:: SET TASK ::
How many lines in the listing below contain the string "duck", with case counting? Give only the number.

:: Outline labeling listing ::

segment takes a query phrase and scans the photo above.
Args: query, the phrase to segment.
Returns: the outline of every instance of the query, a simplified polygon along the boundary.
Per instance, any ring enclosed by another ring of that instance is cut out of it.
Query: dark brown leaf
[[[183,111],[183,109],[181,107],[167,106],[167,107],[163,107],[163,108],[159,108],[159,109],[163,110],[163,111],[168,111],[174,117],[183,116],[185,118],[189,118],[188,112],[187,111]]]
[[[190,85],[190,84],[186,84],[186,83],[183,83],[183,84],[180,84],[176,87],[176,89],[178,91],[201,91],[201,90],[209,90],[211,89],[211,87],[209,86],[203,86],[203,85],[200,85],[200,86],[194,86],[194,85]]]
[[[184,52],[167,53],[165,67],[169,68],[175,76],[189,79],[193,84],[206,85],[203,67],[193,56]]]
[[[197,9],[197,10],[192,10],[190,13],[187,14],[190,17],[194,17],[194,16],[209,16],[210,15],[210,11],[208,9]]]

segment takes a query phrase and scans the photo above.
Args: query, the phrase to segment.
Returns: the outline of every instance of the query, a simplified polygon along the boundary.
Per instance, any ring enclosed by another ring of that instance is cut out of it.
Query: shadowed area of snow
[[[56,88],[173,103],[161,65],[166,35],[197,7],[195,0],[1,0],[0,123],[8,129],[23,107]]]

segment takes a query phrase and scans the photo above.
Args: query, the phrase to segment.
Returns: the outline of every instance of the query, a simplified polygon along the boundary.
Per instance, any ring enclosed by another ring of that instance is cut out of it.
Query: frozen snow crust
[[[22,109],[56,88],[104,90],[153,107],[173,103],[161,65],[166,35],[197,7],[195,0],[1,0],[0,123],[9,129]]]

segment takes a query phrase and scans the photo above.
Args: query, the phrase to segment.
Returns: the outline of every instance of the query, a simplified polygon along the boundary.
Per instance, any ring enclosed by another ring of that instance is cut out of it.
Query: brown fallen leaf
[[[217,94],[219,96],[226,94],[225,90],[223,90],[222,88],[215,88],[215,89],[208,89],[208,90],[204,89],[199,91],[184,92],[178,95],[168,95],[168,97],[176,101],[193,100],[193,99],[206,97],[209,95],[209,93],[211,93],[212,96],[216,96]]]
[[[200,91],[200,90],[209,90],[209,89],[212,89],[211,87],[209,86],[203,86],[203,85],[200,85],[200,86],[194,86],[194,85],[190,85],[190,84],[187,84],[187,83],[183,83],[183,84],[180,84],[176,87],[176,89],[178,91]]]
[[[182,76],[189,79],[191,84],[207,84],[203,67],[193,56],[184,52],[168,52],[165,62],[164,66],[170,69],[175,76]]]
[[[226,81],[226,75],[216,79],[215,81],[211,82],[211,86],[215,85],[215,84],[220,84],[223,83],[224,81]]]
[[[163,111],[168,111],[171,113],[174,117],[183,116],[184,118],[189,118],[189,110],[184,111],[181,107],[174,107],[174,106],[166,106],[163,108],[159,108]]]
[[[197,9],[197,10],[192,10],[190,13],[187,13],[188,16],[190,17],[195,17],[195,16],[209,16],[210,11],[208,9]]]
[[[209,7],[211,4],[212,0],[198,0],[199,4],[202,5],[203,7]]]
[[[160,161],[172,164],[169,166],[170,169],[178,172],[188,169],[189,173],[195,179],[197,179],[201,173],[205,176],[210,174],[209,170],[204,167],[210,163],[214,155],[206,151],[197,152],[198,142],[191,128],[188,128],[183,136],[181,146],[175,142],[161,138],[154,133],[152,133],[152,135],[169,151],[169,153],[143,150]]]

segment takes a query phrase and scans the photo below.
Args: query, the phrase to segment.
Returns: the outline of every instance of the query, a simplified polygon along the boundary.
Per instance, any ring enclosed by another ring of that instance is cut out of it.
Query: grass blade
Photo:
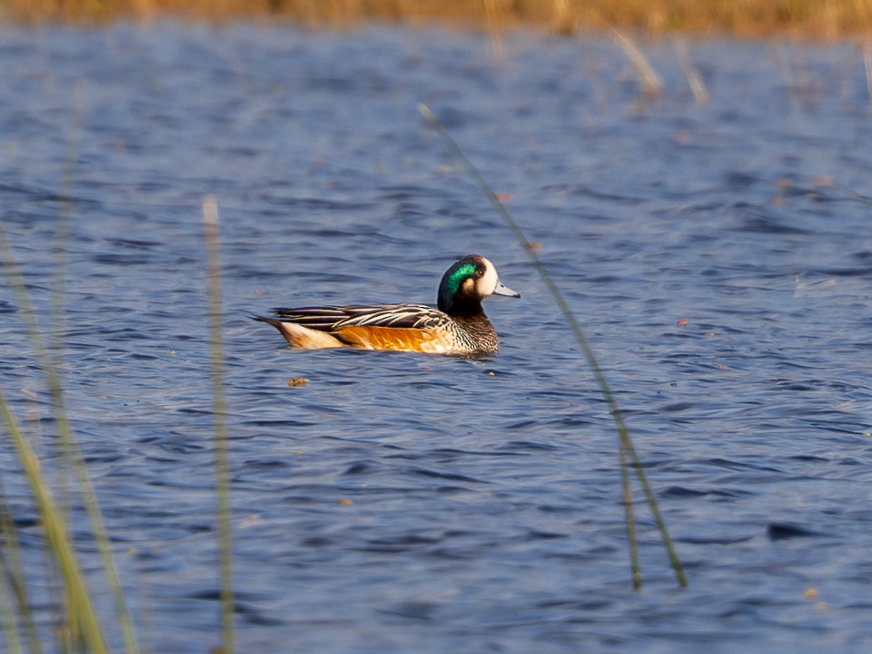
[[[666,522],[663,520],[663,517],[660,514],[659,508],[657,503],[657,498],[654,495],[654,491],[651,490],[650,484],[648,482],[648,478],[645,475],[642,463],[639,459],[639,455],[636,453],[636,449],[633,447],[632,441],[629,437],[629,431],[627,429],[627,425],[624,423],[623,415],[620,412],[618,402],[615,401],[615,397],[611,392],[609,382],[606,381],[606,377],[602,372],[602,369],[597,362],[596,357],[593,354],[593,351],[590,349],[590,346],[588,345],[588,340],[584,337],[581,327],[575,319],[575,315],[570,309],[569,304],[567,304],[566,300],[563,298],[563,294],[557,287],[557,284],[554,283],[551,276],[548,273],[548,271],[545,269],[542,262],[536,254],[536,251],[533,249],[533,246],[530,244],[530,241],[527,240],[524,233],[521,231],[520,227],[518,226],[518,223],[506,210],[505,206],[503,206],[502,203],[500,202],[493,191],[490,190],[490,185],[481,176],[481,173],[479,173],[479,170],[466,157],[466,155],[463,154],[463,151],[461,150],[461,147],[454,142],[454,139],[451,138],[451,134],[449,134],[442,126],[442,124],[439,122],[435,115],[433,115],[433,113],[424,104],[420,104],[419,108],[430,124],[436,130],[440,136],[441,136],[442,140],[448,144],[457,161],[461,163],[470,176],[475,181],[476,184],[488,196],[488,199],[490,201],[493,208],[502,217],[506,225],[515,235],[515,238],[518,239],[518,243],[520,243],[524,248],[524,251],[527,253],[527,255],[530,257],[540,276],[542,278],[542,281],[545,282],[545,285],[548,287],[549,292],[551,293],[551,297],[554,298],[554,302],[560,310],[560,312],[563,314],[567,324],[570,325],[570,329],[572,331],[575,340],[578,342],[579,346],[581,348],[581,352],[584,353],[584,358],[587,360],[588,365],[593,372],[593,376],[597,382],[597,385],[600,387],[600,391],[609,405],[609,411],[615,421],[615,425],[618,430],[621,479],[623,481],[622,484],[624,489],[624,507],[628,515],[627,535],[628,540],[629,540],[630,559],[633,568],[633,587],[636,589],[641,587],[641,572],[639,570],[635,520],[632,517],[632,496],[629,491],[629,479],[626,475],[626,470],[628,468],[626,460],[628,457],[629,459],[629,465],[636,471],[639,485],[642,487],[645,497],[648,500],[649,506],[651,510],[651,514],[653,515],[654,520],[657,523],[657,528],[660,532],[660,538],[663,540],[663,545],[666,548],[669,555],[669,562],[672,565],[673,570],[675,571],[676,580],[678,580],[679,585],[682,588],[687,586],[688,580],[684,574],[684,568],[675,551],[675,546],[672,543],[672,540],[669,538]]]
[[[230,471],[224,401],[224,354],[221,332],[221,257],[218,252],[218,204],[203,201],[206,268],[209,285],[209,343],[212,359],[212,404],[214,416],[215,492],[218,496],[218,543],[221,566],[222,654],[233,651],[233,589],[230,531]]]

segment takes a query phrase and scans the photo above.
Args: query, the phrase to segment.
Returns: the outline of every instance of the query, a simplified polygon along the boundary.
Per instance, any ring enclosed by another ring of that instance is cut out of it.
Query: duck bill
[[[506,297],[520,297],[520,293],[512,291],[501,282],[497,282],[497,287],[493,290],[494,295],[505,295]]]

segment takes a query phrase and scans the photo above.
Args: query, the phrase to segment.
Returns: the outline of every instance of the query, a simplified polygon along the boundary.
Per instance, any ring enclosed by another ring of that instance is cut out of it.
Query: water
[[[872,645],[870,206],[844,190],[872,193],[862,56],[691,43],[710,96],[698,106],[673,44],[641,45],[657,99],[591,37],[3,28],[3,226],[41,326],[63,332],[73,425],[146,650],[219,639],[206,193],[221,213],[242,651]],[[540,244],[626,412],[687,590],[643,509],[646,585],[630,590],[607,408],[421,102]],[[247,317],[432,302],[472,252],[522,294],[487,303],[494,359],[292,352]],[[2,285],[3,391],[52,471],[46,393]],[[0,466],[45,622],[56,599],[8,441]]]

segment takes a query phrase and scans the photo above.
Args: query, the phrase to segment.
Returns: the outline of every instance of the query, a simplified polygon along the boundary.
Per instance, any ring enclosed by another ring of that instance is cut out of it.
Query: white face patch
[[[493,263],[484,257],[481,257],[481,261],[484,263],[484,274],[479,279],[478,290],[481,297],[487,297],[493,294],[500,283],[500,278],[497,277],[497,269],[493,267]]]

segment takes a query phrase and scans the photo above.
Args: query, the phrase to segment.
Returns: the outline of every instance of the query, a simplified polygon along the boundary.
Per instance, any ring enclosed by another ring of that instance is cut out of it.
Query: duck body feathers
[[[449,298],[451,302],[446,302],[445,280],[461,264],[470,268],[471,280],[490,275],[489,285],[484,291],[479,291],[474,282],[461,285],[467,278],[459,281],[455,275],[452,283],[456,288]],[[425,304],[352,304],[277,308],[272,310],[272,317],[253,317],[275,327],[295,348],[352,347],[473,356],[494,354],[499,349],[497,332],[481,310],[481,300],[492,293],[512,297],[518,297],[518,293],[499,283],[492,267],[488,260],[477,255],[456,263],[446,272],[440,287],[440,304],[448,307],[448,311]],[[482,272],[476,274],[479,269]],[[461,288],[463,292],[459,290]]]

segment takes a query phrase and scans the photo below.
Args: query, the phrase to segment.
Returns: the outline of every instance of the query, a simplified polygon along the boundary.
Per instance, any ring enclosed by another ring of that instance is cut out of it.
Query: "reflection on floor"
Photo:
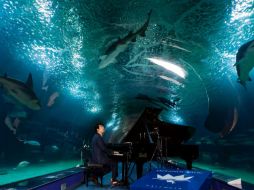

:: WRITTEN ANSWER ::
2